ACTIONS TO TAKE:
[1] In the food review, why did the Scotch egg fall short of the pie? Answer in one to three sentences.
[2] In the food review, rewrite the paragraph that begins "Unfortunately, it didn't quite live up" in a shorter form, keeping its main facts.
[3] Write what comes next in the food review, starting right after its last sentence.

The only improvement I’d make is, in fact, a fairly straightforward one. With nowhere to heat the pie, I was, for the first time, left to consume a cold Scotch pie. Nothing wrong with that. It’s just not quite the same. It does, however, give me a reason to go back again…
Whilst purchasing my pie, my attention was also grabbed by a pretty robust-looking Scotch egg. Described by the smiling attendant behind the counter as “like a hand grenade” – purely in size, he hastened to add, not in terms of its explosive capabilities – I felt it only right to try one of the newest products in the butcher’s cabinet.
Unfortunately, it didn’t quite live up to the standard of the pie. That’s not to say I didn’t enjoy it – on the contrary, it was a pretty decent Scotch egg, and was a very valuable part of my lunch. There was just a tad too much in the way of sausage meat. By the time you got through to the eponymous egg, your jaws were looking for a bit of a rest. The egg itself was perfectly cooked, though, so all’s well that ends well.
Chicken and Smoked Ham Pie
After a wee crash course in all things pie provided by Craig, I knew a bit more about what elements make a good pie. And following both technicalities and flavour, this chicken and smoked ham savoury was, no doubt, a very good pie. Shaped as a perfect parcel, its puff pastry shell did not give way after the first bite, and was the perfect thickness to complement its contents.

SUPPLIED INFORMATION:
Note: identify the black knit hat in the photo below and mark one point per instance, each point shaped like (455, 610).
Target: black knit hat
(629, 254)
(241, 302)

WRITTEN RESPONSES:
[1] It had a bit too much sausage meat. By the time you reached the egg in the middle, your jaws were tired and needed a rest.

[2] The Scotch egg wasn't as good as the pie, but it was still a decent one and a worthwhile part of lunch. It had a little too much sausage meat, so your jaws were tired by the time you reached the egg. The egg itself was perfectly cooked.

[3]
The filling was a welcome burst of colour and flavour – having tried multiple pies where the ingredients of the filling were greyish and bleak both to the eye and to the palate, it was refreshing to see the bright red of the ham and the golden tint of the chicken, both of which were also clearly very fresh and perfectly seasoned. The filling was put together in a delicious sauce, without a trace of mayonnaise I’m happy to add. The sauce was a creamy béchamel-type, light and with a tinge of garlic and cheese, and brought all the flavours of the filling together very well.
I agree with Craig, though, that the only thing that these pies need is to be hot. Admittedly, on a gorgeous summer day like this one, you could be chewing on a rubber boot and you’d still have a great time, but a pie of this calibre deserves to be eaten only fresh out of the oven, maybe with a side of mash and a cider.
Nonetheless, I personally believe that the chicken and ham earned its award, and we both agreed that if we’re this happy with our pies even when they’re cold, then they must be excellent – but eating them hot would probably have doubled the effect.
Mini Pork Pie
In retrospect, I should have eaten this one first, because I think anything I would have tried after the chicken and ham would have been a let-down. In its own way, this cute little guy was great – it had a different type of crust, which I preferred to the puff pastry of the other pie, and a pork patty which was fresh and well-seasoned.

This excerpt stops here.